## Assignment
Starting at the first entry below, repeat all the data word for word and drop the pictures.

## Referring expression pointing data
--- --- ---
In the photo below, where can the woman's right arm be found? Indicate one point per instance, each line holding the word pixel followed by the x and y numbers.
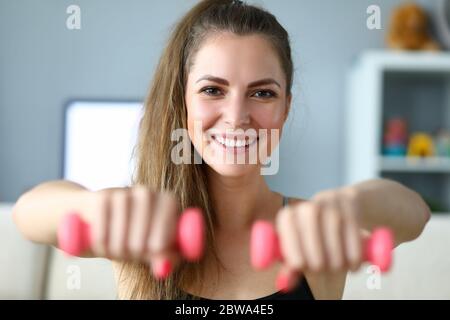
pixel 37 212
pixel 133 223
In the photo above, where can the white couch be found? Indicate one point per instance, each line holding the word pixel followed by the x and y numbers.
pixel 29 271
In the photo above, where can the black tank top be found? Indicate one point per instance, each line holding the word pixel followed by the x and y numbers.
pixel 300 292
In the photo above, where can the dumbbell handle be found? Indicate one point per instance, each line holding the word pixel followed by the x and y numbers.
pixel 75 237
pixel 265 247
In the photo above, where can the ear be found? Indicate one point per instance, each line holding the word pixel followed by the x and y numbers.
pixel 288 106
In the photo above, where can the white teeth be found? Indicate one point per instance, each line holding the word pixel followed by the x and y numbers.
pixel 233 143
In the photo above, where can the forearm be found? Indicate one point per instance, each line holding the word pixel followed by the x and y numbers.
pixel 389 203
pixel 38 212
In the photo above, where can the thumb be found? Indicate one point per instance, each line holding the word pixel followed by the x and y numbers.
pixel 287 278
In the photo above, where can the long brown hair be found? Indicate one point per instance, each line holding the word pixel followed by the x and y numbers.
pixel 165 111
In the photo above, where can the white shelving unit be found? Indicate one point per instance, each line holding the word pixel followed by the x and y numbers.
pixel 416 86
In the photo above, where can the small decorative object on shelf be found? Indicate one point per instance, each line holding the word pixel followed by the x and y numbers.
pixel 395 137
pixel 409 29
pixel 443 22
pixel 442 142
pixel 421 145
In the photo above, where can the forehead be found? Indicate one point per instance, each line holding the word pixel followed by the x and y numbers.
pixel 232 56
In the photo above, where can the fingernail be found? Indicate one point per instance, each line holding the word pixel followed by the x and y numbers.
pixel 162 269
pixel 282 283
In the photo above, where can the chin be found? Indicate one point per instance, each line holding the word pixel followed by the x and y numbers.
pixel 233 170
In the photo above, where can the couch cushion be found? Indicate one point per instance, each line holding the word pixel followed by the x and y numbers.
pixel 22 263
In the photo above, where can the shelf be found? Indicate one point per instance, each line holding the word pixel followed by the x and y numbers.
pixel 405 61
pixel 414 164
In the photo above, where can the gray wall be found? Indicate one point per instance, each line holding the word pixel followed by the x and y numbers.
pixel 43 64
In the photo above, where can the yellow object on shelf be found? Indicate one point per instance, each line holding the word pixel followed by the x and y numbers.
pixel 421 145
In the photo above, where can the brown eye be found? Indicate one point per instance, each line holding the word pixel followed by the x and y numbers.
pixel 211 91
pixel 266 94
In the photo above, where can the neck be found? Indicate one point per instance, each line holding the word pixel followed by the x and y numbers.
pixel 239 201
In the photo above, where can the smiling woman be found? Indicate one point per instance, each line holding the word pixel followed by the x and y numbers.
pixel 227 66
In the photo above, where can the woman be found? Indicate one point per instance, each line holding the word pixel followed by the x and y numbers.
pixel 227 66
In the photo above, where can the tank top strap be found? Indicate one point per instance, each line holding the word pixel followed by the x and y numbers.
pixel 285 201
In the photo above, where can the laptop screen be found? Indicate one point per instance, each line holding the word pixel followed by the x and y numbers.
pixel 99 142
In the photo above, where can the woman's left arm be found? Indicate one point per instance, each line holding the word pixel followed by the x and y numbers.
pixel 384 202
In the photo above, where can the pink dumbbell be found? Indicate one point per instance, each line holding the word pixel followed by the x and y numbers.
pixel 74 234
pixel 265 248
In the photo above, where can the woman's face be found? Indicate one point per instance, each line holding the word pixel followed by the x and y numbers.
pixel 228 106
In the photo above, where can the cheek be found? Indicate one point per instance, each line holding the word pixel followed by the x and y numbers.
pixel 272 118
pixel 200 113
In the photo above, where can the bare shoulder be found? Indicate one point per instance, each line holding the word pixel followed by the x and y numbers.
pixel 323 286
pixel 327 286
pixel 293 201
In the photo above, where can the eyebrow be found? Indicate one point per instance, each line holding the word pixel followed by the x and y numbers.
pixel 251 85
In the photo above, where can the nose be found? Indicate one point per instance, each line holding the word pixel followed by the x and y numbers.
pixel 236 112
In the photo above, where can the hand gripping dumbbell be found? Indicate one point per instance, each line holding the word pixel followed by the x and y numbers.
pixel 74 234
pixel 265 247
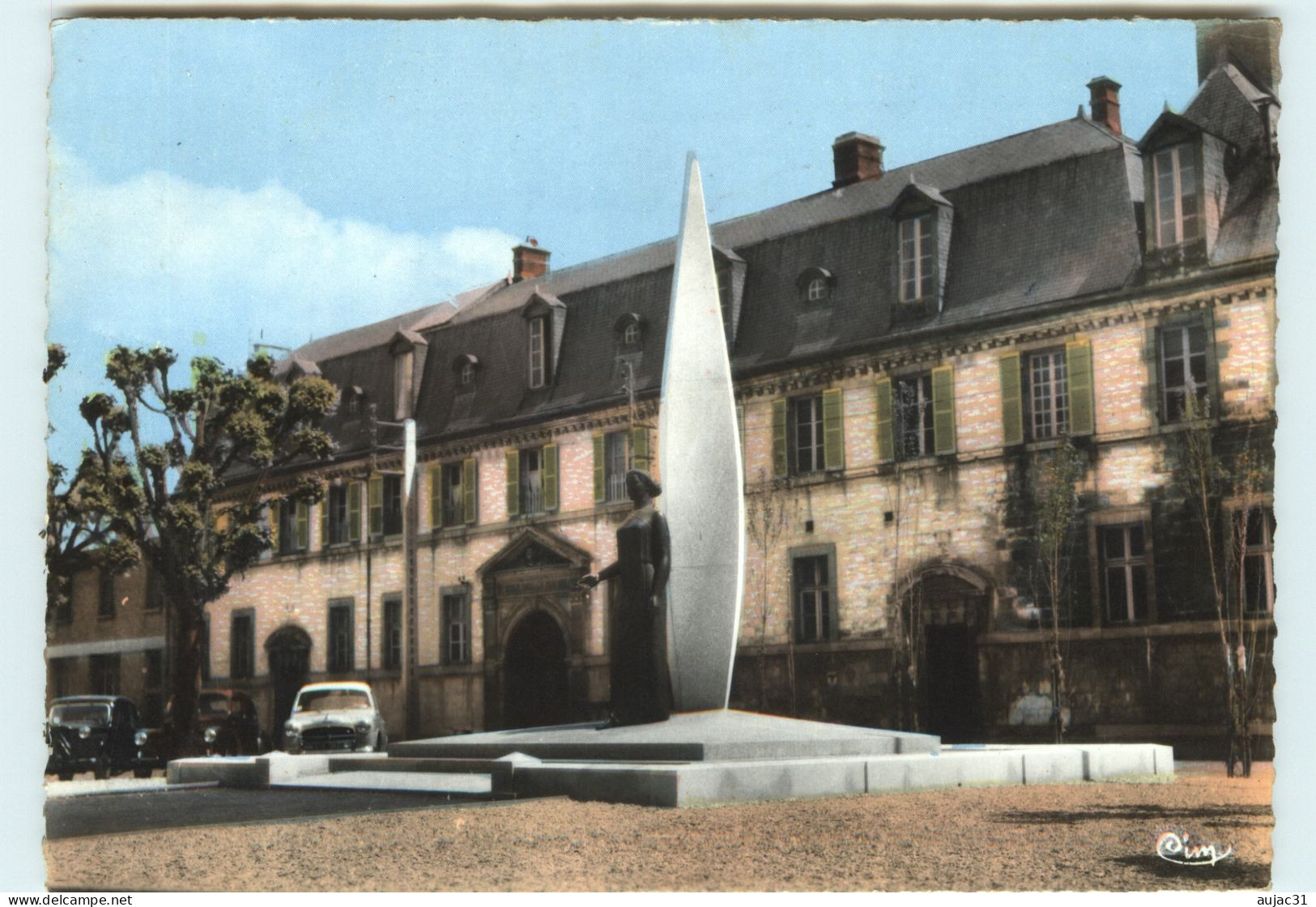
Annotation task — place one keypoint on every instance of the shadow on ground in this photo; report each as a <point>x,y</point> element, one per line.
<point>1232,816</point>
--- --- ---
## Written solution
In the photo below, where can the woman's right arm be found? Indicate one point per instance, each line holding the word pixel followed by the x and y numbers.
pixel 37 212
pixel 133 223
In the photo above, where can the white couch be found? Indicate one point per instance, each line holding the word pixel followed by the x and y numbers.
pixel 29 271
In the photo above, where can the black tank top be found? Indicate one point per instance, each line holding the word pixel followed by the x and y numbers.
pixel 300 292
In the photo above, where can the dumbbell handle be found? Indicate one point per instance, each line holding the word pixel followed by the x and y numbers.
pixel 75 237
pixel 265 247
In the photo above, where can the ear be found? Indicate one point per instance, each line holding the word pixel followed by the x and y numbers.
pixel 288 106
In the photo above, where can the white teeth be found? Indicate one point per instance, each line holding the word pixel followed by the x and y numbers.
pixel 233 143
In the photo above, where can the forearm be found? Indicate one point per instance, each line holding the word pixel followed by the x and y numbers.
pixel 389 203
pixel 38 212
In the photo above, where can the thumb be found? Indicate one point per instance, each line holding the word pixel followed by the x and y numbers.
pixel 287 278
In the photo above, where can the long brown hair be found? Indicate one point per instance, each line holding the word pixel followed by the x and y numbers.
pixel 165 111
In the photo above, where can the white shelving unit be found? Indicate one point per instance, each line holding the word pixel followed by the x and y numbers.
pixel 416 86
In the photo above, where can the small decorative object on shelf be found? Indicate one point per instance, each line holding the word pixel followed by the x and y numbers.
pixel 395 137
pixel 409 29
pixel 443 22
pixel 442 142
pixel 421 145
In the photo above, where can the forehead be found? Indicate one point per instance, each line holding the word pixel followed by the x and y numbers.
pixel 232 56
In the photo above, where can the fingernail be found? Indicate one point per instance, each line holding the word pixel followed by the x and y numbers.
pixel 162 269
pixel 282 283
In the photo above, where can the chin be found? Indicate one point per instance, each line holding the word pixel followed by the x and y numbers.
pixel 233 170
In the photo above, where can the couch cushion be found? Indicate one point per instance, each line holding the word pixel followed by the x and y numbers.
pixel 22 263
In the photo above, where can the shelf be found? Indicate one point per instance, each line holding the word pixel followed by the x and y numbers.
pixel 405 61
pixel 414 164
In the photo above, where can the gray wall be found? Indicate one point per instance, each line holding the word pixel followed by the x and y numbers.
pixel 43 64
In the photo above, where can the yellow object on shelf be found? Indicate one point per instance, each line holding the word pixel followed by the x and y numbers.
pixel 421 145
In the photo above, where can the brown eye be found? Indicate one point per instance, each line holding the word pixel followed by the x and y numbers.
pixel 211 91
pixel 266 94
In the photo above, where can the neck be found? Indicate one point per instance, each line holding the word pixel followed by the x and y numbers.
pixel 239 201
In the photo above, where can the smiling woman be found? Indicate one point per instance, each line holding the word pixel followed by the x and y numbers.
pixel 227 66
In the photo above, where can the woman be found? Indicate one point per instance, each line holding the word pixel followed by the x and y numbers.
pixel 227 66
In the photo above, where can the tank top strap be found? Indicate one point per instance, each line holding the word pixel followed by the x and y numbers.
pixel 285 201
In the photo above, where can the laptop screen be found? Indicate one point per instance, each line holding the word pixel followed by the x and y numbers.
pixel 99 142
In the photo above, where can the woman's left arm be found? Indicate one point per instance, each line holding the word pixel followed by the x and y numbers.
pixel 384 202
In the photo above, where can the pink dumbbell be found? Indicate one point per instance, each line holding the word pixel followed by the x and y numbers.
pixel 74 234
pixel 265 248
In the photo above, where can the woman's face be found? Indicate one point per instance, each line holding the word pixel followed by the x and y numbers.
pixel 228 106
In the photo above, where can the cheek be found? Indicate one point per instance, each line holding the word pixel followed by the x and y numbers.
pixel 272 118
pixel 200 113
In the photo above, where can the bare shoulder be found? Indicate one point per instance, each line holding the word pixel followed by the x and y numbers.
pixel 323 286
pixel 327 286
pixel 293 201
In the photo above, where can the eyebrow be found? Indicate one point per instance, each line holding the word pixel followed by the x and y numbers.
pixel 251 85
In the photo above, where can the nose be found? Indicate one point per instance, each line holding the word pixel followed by the x and y numbers.
pixel 236 112
In the photo above, where can the hand gripping dumbbell be found? Indicate one point per instance, each line holding the word pixel followed by the x and y numbers.
pixel 74 234
pixel 265 247
Annotation task — place one keypoint on every instance of the shadow on ground in this photo; report each as a <point>x,y</point> element, one per line.
<point>1232,816</point>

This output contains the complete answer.